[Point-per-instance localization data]
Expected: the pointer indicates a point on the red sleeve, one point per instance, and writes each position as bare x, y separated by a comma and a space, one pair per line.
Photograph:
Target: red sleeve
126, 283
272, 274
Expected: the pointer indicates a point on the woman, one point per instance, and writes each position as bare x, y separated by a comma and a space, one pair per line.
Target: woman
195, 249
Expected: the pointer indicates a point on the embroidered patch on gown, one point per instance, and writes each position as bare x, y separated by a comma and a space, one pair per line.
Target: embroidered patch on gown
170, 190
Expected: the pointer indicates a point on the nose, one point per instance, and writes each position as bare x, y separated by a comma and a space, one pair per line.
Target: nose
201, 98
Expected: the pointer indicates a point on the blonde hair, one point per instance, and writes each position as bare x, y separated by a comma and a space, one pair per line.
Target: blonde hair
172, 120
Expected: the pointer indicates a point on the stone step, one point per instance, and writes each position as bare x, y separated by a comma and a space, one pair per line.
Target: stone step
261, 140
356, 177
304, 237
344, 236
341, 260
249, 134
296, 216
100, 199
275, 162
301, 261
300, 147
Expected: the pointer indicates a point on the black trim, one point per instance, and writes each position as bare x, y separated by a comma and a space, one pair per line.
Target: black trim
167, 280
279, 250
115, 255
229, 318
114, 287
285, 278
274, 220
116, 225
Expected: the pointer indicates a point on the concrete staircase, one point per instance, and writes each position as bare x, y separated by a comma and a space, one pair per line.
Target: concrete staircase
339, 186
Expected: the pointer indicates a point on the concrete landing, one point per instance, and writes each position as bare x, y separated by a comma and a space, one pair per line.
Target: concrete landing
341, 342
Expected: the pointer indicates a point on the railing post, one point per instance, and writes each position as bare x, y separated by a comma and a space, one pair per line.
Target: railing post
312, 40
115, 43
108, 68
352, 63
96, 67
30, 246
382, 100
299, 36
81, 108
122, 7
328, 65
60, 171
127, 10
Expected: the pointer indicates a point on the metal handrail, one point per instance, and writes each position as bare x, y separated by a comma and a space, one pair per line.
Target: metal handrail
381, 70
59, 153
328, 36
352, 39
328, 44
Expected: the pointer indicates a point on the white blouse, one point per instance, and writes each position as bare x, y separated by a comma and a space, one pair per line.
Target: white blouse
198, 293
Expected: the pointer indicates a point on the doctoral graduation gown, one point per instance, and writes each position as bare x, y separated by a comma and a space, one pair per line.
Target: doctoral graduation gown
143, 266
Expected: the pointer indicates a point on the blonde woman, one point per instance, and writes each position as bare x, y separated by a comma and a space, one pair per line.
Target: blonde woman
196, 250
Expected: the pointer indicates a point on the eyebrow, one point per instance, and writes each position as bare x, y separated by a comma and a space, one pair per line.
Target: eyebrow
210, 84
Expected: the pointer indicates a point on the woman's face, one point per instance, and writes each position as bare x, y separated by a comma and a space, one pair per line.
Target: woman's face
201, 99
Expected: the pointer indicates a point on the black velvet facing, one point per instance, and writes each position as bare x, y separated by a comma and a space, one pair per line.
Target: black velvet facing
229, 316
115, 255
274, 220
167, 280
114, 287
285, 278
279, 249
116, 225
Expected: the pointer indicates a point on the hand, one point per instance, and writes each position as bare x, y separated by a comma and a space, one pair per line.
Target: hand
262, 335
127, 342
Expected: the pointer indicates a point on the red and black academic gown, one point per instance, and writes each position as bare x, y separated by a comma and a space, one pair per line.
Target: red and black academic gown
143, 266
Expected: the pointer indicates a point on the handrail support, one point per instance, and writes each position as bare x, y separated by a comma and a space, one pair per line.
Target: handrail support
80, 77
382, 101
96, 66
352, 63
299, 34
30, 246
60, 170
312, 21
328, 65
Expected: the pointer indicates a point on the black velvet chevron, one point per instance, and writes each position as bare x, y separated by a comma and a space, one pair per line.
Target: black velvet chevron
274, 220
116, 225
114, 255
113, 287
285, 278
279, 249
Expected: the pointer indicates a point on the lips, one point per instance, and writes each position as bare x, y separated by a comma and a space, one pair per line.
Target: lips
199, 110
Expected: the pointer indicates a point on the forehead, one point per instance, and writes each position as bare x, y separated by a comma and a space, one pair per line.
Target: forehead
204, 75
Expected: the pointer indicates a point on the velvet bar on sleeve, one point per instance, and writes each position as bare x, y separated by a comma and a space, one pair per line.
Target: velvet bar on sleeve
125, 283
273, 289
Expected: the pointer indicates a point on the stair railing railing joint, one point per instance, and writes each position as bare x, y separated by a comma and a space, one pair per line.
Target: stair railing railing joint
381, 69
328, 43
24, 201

Aim of the exercise:
Set down each entry again, exactly as written.

Expected answer:
Expected: the pointer indicates a point on the red sleeve, one point per instance, and writes each position as bare x, y separated by a comma and a space, one pair per line.
Photograph:
Target: red sleeve
126, 283
272, 274
Expected: the pointer indicates a point on the woman, one point per instance, and writes each position as bare x, y separated by a comma and a space, one pair per line.
Target: woman
195, 249
Expected: the pointer indicates a point on the embroidered patch on gown, one point per instance, and writes each position as bare x, y separated by a comma and a space, one pair per line.
Target: embroidered patch on gown
170, 190
Expected: the pointer indicates a point on the nose, one point per instance, and writes each position as bare x, y separated by a comma and a space, one pair per line.
Target: nose
201, 98
Expected: the pointer indicates a point on the blonde hair, one point per instance, and writes each position as bare x, y separated by a comma and a space, one pair per line.
Target: blonde hair
172, 120
Expected: the pointer indicates a point on the stone step, one point per instance, and writes each position as bare x, y separated by a comma and a space, one pair per line.
Target: stone step
261, 140
356, 177
304, 237
344, 236
341, 260
249, 134
296, 216
100, 199
275, 162
301, 261
300, 147
Expected: the pointer indicates a point on the black trim, one point per instance, and writes each position as bare x, y separated by a comma and a space, one pair per line.
Target: black trim
167, 280
279, 250
115, 255
229, 318
114, 287
285, 278
274, 220
116, 225
Expected: the pointer indicates a point on the concrete staircase, one point per instance, and writes each position as bare x, y separated by a comma and a space, one pair per line.
Target: concrete staircase
339, 186
Expected: the pointer indicates a point on the concrete landing, one point per instance, and writes each position as bare x, y separated by a comma and a space, one pair per line.
Target: concrete landing
341, 342
Expected: the pointer indicates a point on the railing post, one point per instance, and writes each position as bare x, y separated by a comma and a space, one pair per line.
Target: railing post
312, 40
115, 43
108, 68
352, 63
96, 67
30, 246
382, 100
299, 36
81, 108
122, 7
328, 65
60, 171
127, 10
Expected: the pointer indicates a point on the metal handrail, one point per instance, and writes each position as bare x, y separated by a comma and a space, one pair per line.
Target: metal handrail
381, 70
59, 153
328, 36
352, 39
328, 44
Expected: the pointer indicates a point on the white blouse, one point per instance, and writes each position as bare x, y separated by a comma and a space, one pair per line.
Target: white blouse
198, 293
Expected: the pointer indicates a point on the doctoral graduation gown, one point per instance, and writes each position as bare x, y separated by a comma and a space, one pair per line.
Target: doctoral graduation gown
143, 266
Expected: the pointer indicates a point on the blonde woman, one point per instance, and writes each position as bare x, y separated by a comma and a space, one pair per line.
Target: blonde woman
196, 250
Expected: the pointer indicates a point on the eyebrow, one point per instance, and writes each position as bare x, y separated by a comma and a space, one pair per line.
Target: eyebrow
210, 84
Expected: the pointer indicates a point on the woman's face, one point per instance, and writes each position as bare x, y separated by a comma and a space, one pair per line.
Target: woman's face
201, 99
Expected: the pointer indicates a point on the black velvet facing, one point per instance, and writes each position as bare x, y separated by a comma and a space, one pair per line.
Target: black velvet facing
229, 316
115, 255
274, 220
167, 280
114, 287
285, 278
279, 249
116, 225
Expected: the pointer indicates a point on the hand, one point per instance, and writes each position as bare x, y separated by a comma and a space, one pair per line.
Target: hand
262, 335
127, 342
Expected: the pointer indicates a point on the red and black academic gown, one point per instance, and writes each position as bare x, y separated by a comma and a space, one pair per line.
Target: red and black academic gown
143, 266
Expected: the pointer indicates a point on the handrail support, one point per instance, and writes each position as bare x, y separated by a comma and a space, one pair per line.
Target: handrail support
80, 77
382, 101
96, 66
352, 63
299, 34
30, 246
60, 170
312, 21
328, 65
Expected: the pointer indicates a point on the black velvet chevron, one point per instance, and writes each position as bare x, y separated by a comma and a space, one pair per line.
Target: black velvet chevron
274, 220
116, 225
114, 255
113, 287
285, 278
279, 249
Expected: the pointer indicates a point on the lips, one point per instance, and writes each position as bare x, y separated by a comma and a space, one pair per line.
Target: lips
199, 110
Expected: the pointer indicates a point on the forehead, one point per instance, and writes each position as bare x, y separated by a comma and a space, one pair per line.
Target: forehead
204, 75
Expected: the pointer indicates a point on the velvet bar on sleeve, one point per instance, and writes each position as bare x, y separated by a comma and a space, one pair per line.
Target: velvet bar on sleeve
125, 283
273, 289
Expected: the pointer indicates a point on the stair railing railing joint, one point per instance, and writes each position as bare x, y separated by a comma and a space, one pair per line.
Target: stair railing railing joint
381, 69
328, 43
24, 201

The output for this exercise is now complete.